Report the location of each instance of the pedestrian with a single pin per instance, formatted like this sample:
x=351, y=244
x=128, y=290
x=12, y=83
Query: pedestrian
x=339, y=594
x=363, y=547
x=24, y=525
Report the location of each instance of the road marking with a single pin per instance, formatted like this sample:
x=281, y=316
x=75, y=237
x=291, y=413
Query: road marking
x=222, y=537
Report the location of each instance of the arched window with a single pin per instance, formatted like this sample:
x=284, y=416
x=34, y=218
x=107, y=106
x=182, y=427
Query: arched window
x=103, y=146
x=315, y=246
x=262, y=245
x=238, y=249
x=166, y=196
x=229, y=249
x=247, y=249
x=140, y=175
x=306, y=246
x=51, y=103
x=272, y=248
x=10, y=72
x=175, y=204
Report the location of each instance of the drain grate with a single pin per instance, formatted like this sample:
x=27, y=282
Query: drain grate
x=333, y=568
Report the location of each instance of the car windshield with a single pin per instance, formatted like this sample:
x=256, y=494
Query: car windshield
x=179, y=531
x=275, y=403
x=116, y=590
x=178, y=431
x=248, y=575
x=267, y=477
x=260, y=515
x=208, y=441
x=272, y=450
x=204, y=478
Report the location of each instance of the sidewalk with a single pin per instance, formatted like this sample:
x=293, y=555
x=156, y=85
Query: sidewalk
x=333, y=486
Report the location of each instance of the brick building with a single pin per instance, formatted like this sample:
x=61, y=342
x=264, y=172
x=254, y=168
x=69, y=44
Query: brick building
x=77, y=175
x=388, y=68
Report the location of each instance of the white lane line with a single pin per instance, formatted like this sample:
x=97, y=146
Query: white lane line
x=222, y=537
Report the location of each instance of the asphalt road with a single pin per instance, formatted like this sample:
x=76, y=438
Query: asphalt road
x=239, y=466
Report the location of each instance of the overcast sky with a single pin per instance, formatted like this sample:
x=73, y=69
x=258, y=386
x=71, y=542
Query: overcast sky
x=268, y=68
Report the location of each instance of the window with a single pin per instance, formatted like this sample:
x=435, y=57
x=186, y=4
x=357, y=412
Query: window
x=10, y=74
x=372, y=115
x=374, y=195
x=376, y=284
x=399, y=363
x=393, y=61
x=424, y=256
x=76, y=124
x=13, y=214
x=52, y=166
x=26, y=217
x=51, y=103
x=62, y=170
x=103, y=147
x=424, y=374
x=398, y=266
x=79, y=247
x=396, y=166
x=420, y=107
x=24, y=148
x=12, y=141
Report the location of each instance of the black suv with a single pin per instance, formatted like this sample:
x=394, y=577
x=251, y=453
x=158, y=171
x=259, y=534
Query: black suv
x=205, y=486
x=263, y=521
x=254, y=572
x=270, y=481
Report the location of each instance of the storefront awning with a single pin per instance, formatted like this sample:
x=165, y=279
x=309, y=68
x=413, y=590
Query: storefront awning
==
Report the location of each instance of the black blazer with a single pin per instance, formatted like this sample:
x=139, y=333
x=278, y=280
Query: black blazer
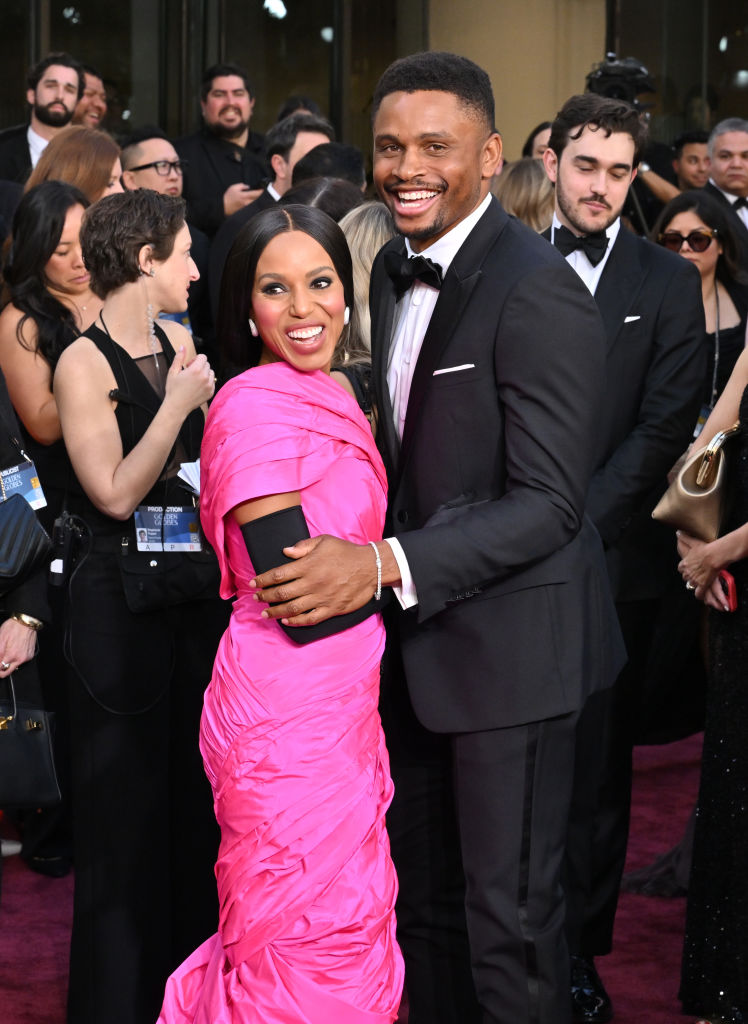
* * *
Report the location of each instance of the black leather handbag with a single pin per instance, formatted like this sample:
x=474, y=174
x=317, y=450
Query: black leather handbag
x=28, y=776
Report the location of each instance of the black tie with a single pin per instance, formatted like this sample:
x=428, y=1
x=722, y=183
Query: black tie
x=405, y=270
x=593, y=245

§ **Your goal**
Rewrite the material from the line with "Report the location of each instance of the black tie" up to and including the line with "x=593, y=245" as a JSON list of strings, one string per line and no blank lines.

§ **Written reply**
[
  "Report the location of each instance of the black tie with a single pin per instance, formatted like this sample:",
  "x=428, y=1",
  "x=722, y=183",
  "Query: black tie",
  "x=405, y=270",
  "x=593, y=245"
]